◆ AIM: Rewrite the lines of the records below, starting at the line that contains "One keypoint belongs to every instance. Tag the holiday" and ending at the end of the records, with "fur-trimmed hood" changed to "fleece-lined hood" and nothing else altered.

◆ RAW RECORDS:
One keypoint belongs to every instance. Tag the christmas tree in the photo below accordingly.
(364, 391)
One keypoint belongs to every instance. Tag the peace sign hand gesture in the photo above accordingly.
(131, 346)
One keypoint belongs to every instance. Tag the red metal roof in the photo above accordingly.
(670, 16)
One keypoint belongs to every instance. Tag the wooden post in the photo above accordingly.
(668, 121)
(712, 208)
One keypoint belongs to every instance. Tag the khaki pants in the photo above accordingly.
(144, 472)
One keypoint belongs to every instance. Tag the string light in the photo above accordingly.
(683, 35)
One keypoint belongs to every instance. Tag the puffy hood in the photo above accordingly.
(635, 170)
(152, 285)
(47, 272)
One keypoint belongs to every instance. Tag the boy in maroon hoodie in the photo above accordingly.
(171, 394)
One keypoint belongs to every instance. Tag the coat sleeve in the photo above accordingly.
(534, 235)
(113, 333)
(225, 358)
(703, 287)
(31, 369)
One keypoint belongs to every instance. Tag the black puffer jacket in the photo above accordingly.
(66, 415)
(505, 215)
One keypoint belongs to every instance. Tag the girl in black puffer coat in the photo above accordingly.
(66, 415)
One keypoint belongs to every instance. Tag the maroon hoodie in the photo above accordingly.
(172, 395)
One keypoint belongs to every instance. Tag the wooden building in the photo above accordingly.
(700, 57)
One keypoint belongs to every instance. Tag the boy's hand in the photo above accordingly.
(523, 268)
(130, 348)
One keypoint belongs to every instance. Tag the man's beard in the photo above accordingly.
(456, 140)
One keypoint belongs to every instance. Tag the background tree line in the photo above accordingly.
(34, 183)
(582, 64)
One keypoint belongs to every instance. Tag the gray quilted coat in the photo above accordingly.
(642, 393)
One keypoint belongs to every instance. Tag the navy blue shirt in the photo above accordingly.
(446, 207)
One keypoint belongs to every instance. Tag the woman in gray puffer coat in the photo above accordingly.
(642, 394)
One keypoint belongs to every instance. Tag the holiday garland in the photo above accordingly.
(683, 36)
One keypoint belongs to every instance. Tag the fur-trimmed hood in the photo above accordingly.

◆ OUTPUT FOR THIS TASK:
One keypoint belongs to every instance. Tag the holiday garland in the photo above accordingly.
(683, 36)
One keypoint belongs to every instance. Tag the fleece-lined hood in the photo above accordingly.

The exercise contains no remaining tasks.